■ Work task: The answer is every line in the data below that contains the word "yellow".

Items from a data source
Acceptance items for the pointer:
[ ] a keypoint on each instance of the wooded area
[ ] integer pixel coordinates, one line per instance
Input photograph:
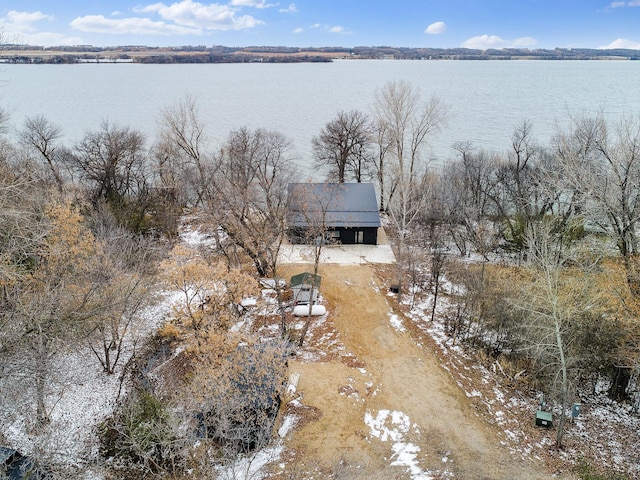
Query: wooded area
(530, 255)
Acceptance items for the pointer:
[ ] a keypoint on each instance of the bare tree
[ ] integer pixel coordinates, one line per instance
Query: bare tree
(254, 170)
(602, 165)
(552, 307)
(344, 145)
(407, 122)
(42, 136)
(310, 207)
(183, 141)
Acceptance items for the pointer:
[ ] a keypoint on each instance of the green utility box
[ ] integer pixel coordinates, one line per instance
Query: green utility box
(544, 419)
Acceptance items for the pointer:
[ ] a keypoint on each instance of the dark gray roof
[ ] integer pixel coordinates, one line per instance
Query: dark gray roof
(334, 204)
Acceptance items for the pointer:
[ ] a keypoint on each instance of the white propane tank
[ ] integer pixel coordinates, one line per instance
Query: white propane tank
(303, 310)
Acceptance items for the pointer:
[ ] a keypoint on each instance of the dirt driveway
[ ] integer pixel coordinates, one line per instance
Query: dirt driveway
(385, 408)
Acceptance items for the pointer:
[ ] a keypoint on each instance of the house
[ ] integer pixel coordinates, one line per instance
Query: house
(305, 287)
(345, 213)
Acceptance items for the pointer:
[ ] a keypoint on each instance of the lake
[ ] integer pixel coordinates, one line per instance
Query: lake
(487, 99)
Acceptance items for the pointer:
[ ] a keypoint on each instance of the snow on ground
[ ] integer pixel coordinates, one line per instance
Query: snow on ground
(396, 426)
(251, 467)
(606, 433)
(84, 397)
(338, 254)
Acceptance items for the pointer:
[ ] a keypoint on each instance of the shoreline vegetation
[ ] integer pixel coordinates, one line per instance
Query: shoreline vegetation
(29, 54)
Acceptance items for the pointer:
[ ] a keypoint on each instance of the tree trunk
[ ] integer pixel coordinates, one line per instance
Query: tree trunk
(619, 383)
* * *
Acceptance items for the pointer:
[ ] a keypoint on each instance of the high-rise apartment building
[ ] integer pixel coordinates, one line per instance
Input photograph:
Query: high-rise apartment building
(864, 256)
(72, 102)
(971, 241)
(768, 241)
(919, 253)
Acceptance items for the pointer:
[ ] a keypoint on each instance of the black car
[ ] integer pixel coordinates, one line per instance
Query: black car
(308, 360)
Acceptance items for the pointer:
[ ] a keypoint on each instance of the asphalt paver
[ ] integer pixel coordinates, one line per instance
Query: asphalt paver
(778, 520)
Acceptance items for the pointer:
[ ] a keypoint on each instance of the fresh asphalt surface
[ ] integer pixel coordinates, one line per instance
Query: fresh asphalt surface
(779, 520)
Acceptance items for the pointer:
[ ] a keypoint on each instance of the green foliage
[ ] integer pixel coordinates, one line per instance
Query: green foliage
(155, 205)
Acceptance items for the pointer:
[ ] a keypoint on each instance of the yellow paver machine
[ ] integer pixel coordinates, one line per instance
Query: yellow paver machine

■ Solution to this exercise:
[ ] a keypoint on each instance of the yellow paver machine
Query: yellow paver machine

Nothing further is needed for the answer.